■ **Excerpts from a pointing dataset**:
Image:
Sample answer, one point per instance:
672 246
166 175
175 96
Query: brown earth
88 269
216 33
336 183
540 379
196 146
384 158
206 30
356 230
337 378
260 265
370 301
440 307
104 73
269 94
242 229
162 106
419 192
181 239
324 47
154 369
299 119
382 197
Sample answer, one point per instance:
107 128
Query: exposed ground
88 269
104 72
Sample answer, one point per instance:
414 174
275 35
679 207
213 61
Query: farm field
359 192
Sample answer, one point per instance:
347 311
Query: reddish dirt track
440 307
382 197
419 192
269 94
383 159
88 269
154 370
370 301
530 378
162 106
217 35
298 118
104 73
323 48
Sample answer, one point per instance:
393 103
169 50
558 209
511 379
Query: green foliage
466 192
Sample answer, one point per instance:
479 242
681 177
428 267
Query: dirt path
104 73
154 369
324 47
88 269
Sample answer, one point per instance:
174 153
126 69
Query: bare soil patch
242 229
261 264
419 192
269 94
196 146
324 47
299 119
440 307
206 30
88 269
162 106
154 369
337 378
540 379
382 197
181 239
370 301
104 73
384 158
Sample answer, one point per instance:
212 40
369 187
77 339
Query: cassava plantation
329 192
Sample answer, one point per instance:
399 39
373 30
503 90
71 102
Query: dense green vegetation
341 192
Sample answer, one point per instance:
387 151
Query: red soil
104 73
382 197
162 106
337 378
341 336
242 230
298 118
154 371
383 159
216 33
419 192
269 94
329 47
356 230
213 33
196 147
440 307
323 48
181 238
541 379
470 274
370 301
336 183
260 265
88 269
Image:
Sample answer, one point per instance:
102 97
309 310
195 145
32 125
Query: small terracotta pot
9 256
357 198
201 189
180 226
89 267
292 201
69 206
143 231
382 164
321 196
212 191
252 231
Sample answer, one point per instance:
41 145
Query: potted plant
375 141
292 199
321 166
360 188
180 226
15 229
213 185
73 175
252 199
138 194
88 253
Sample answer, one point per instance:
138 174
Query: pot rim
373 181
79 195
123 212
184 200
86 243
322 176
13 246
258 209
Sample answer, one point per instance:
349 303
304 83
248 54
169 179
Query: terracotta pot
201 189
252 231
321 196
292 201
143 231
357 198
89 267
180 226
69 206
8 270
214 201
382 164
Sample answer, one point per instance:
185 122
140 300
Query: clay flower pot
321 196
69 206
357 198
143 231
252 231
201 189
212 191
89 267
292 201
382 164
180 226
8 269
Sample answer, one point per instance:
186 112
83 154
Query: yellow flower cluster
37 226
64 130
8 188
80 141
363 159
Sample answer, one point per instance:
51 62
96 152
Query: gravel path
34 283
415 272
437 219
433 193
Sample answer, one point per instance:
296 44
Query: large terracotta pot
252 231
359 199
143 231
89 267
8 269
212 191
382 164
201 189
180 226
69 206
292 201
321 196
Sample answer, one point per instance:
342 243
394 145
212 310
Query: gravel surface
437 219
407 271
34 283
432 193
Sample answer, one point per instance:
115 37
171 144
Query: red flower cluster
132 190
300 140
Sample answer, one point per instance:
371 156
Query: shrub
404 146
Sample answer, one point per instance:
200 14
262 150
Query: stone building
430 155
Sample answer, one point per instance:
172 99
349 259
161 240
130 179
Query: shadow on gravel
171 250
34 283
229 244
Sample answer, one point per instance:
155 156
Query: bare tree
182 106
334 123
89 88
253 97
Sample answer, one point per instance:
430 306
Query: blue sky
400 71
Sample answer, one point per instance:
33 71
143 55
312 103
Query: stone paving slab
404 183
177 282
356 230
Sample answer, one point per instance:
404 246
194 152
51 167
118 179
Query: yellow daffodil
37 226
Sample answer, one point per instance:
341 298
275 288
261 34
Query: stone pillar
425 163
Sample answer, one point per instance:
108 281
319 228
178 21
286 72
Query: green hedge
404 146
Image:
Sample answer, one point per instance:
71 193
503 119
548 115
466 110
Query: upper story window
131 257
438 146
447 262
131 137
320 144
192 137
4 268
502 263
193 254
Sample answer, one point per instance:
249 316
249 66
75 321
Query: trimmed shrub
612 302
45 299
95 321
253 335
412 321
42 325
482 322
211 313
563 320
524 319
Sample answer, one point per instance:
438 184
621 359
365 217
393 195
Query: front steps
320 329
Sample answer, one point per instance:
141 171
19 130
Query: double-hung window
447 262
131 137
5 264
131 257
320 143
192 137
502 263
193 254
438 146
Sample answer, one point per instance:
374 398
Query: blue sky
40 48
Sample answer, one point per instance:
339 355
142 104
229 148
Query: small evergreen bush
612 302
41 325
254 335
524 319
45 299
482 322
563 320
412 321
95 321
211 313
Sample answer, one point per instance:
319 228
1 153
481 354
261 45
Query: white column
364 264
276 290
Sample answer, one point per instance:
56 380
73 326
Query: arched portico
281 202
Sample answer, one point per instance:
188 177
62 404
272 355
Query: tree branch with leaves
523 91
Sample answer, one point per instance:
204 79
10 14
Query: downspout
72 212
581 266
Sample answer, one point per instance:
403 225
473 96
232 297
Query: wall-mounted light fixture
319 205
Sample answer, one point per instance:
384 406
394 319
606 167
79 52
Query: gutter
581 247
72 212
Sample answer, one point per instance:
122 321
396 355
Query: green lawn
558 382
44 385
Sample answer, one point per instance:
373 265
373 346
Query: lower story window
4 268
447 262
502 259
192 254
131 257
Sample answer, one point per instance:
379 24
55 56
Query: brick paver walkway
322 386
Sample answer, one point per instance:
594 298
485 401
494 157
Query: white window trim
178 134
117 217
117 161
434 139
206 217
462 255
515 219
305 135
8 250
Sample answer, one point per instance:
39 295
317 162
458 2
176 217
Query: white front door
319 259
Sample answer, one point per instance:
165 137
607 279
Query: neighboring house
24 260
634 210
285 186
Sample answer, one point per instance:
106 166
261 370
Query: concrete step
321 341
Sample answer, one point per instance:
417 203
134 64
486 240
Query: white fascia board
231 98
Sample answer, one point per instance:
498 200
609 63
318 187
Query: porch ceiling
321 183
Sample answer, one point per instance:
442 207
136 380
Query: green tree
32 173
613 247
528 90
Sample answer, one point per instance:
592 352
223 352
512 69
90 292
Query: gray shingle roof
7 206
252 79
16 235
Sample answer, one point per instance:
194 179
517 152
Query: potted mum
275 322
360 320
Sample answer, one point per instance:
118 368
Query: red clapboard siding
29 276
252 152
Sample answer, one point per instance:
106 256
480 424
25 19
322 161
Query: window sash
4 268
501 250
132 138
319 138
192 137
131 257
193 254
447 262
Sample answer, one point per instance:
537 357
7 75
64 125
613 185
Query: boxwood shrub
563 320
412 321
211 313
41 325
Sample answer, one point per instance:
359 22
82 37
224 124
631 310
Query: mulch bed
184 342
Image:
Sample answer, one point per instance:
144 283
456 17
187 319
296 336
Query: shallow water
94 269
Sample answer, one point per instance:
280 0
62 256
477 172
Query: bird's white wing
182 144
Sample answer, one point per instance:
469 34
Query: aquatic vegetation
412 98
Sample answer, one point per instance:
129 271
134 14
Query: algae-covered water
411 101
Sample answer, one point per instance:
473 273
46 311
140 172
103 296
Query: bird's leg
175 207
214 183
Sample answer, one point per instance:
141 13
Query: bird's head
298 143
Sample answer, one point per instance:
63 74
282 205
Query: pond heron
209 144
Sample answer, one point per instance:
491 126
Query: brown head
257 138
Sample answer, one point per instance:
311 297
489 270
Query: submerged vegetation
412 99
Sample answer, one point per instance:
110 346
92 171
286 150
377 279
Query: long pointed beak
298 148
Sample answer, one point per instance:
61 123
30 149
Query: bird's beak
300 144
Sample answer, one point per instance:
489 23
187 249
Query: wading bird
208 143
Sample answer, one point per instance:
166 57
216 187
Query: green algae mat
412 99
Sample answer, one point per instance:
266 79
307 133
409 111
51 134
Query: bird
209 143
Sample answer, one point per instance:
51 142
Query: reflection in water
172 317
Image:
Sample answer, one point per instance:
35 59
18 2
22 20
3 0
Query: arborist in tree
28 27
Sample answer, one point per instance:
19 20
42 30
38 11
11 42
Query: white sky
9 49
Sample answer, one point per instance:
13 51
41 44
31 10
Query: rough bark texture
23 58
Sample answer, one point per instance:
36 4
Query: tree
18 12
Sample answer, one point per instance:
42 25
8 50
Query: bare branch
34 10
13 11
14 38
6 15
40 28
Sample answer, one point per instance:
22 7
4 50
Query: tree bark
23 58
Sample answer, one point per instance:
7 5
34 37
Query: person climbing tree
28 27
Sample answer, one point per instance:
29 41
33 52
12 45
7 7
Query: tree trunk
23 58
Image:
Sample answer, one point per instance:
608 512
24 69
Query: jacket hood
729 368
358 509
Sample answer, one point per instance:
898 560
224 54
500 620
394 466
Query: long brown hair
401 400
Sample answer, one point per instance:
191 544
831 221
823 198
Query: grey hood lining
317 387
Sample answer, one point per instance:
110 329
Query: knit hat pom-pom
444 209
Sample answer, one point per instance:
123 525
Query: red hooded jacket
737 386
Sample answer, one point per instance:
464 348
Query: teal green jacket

■ **AIM**:
Gather every line of the material above that contains the word "cluster" and copy each one out in full. Case counts, so a match must have the same uppercase and lowercase letters.

■ **TASK RESULT**:
Query: yellow flower cluster
Query: red flower cluster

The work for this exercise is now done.